[WHAT YOU WILL DO]: Please render the lines below as a JSON list of strings, one string per line, skipping any blank lines. Leave the pictures out of the answer.

RECORDS PROVIDED Block Start

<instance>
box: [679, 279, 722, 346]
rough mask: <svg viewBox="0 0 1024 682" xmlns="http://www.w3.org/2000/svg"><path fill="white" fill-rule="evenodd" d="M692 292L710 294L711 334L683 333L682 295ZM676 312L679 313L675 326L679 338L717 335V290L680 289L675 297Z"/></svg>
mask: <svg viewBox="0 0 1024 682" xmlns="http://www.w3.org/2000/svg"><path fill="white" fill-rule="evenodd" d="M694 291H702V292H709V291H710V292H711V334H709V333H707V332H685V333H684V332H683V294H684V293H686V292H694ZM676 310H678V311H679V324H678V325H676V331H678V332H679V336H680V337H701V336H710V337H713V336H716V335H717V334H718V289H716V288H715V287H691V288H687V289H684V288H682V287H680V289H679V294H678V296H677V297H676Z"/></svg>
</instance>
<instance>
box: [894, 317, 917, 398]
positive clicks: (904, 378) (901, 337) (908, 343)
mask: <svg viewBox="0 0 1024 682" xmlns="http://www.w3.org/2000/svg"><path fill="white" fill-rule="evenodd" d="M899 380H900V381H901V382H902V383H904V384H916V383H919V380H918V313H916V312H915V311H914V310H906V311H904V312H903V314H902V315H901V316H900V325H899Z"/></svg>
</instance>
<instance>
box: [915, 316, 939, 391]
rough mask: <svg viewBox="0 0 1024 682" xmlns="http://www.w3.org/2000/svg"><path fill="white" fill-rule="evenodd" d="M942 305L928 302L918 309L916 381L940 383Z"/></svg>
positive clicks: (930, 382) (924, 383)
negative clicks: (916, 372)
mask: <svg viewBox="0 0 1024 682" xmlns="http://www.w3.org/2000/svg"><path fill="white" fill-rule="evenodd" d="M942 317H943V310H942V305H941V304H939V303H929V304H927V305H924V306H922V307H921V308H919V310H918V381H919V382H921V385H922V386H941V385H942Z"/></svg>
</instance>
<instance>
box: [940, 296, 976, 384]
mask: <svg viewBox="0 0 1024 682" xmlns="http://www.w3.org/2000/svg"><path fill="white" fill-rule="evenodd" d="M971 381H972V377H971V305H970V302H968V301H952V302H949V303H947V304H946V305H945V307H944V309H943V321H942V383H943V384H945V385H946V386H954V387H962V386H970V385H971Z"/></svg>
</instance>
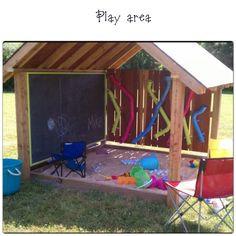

RECORDS PROVIDED Block End

[EXERCISE RESPONSE]:
[
  "<instance>",
  "box: [679, 279, 722, 346]",
  "rough mask: <svg viewBox=\"0 0 1024 682\" xmlns=\"http://www.w3.org/2000/svg\"><path fill=\"white\" fill-rule=\"evenodd\" d=\"M692 292L710 294L711 334L683 333L682 295ZM676 312L679 313L675 326L679 338L717 335V290L680 289L675 297Z\"/></svg>",
  "mask: <svg viewBox=\"0 0 1024 682\" xmlns=\"http://www.w3.org/2000/svg\"><path fill=\"white\" fill-rule=\"evenodd\" d=\"M694 291H702V292H709V291H710V292H711V334H709V333H707V332H685V333H684V332H683V294H684V293H686V292H694ZM676 310H678V311H679V324H678V325H676V331H678V332H679V336H680V337H701V336H710V337H713V336H716V335H717V334H718V289H716V288H715V287H691V288H687V289H684V288H682V287H680V289H679V294H678V296H677V297H676Z\"/></svg>",
  "</instance>",
  "<instance>",
  "box: [894, 317, 917, 398]",
  "positive clicks: (904, 378) (901, 337) (908, 343)",
  "mask: <svg viewBox=\"0 0 1024 682\" xmlns=\"http://www.w3.org/2000/svg\"><path fill=\"white\" fill-rule=\"evenodd\" d=\"M899 380H900V381H901V382H902V383H904V384H916V383H919V380H918V313H916V312H915V311H914V310H906V311H904V312H903V314H902V315H901V316H900V325H899Z\"/></svg>",
  "</instance>",
  "<instance>",
  "box: [915, 316, 939, 391]",
  "rough mask: <svg viewBox=\"0 0 1024 682\" xmlns=\"http://www.w3.org/2000/svg\"><path fill=\"white\" fill-rule=\"evenodd\" d=\"M942 305L928 302L918 309L916 381L940 383Z\"/></svg>",
  "positive clicks: (930, 382) (924, 383)",
  "negative clicks: (916, 372)",
  "mask: <svg viewBox=\"0 0 1024 682\" xmlns=\"http://www.w3.org/2000/svg\"><path fill=\"white\" fill-rule=\"evenodd\" d=\"M942 317H943V310H942V305H941V304H939V303H929V304H927V305H924V306H922V307H921V308H919V310H918V381H919V382H921V385H922V386H941V385H942Z\"/></svg>",
  "</instance>",
  "<instance>",
  "box: [940, 296, 976, 384]",
  "mask: <svg viewBox=\"0 0 1024 682\" xmlns=\"http://www.w3.org/2000/svg\"><path fill=\"white\" fill-rule=\"evenodd\" d=\"M971 381H972V377H971V305H970V302H968V301H952V302H949V303H947V304H946V305H945V307H944V309H943V321H942V383H943V384H945V385H946V386H954V387H962V386H970V385H971Z\"/></svg>",
  "</instance>"
]